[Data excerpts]
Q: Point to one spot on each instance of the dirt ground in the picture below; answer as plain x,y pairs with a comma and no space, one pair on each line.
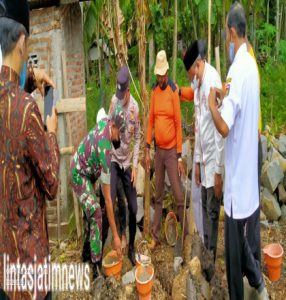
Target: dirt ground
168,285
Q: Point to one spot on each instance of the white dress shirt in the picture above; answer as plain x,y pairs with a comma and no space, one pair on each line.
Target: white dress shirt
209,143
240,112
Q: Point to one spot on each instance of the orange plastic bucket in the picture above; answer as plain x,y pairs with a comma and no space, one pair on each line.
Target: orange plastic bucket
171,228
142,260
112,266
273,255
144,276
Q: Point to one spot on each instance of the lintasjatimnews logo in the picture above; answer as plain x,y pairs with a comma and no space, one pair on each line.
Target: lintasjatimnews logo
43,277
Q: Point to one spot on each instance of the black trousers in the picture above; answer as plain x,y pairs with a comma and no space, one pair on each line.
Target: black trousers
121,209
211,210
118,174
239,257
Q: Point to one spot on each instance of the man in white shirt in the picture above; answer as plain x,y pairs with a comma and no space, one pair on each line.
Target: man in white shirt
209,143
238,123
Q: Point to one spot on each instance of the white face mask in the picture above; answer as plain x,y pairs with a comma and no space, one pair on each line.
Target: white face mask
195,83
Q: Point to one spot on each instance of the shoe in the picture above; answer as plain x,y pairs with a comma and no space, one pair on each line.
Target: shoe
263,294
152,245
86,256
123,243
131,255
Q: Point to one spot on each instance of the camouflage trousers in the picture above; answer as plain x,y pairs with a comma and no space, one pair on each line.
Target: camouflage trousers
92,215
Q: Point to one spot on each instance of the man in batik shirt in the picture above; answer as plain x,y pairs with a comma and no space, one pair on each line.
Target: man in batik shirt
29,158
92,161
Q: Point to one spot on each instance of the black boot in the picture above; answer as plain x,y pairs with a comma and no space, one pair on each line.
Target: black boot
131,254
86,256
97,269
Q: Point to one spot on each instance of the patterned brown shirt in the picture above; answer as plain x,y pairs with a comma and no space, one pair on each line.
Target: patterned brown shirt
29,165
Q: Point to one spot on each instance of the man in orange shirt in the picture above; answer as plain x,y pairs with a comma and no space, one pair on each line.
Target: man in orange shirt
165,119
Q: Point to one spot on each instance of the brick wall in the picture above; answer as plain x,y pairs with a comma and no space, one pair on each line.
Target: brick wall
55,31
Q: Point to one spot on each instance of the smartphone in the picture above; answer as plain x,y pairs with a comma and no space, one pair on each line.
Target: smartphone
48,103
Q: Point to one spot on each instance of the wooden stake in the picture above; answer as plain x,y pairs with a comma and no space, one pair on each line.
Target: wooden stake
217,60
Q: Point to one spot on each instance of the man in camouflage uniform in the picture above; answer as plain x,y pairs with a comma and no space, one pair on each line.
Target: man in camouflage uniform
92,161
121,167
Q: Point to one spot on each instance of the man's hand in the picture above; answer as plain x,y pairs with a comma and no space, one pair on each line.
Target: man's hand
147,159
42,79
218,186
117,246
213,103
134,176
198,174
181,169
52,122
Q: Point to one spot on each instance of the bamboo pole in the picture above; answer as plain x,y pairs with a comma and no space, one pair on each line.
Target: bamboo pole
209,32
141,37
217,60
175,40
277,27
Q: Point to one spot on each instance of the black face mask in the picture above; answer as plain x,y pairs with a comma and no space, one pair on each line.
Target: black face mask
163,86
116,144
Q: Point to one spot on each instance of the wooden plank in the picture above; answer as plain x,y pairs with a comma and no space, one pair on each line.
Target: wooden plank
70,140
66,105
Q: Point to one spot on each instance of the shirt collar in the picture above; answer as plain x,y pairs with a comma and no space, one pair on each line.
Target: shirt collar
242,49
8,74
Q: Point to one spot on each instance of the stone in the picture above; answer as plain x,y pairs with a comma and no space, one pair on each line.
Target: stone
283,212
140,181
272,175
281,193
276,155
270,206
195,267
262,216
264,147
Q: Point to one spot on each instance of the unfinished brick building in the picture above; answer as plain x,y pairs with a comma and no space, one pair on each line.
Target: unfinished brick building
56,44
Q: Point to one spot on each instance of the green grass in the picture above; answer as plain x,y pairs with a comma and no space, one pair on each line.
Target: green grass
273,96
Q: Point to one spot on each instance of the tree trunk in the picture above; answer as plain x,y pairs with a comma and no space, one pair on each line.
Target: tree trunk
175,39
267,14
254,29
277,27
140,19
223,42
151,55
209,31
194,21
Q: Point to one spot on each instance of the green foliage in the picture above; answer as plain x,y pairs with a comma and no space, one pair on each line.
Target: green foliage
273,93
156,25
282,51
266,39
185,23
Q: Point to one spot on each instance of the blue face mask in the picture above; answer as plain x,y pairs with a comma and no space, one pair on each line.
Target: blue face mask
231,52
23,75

What the task requires
Beginning with the line that has "Q: Point to one spot on each instance of the blue", set down every line of the entries above through the final one, unchanged.

Solution below
Q: Point to one spot on each instance of the blue face mask in the picture above; answer as plain x,y pairs with a comma and no space, one pair on each line.
Target: blue face mask
231,52
23,75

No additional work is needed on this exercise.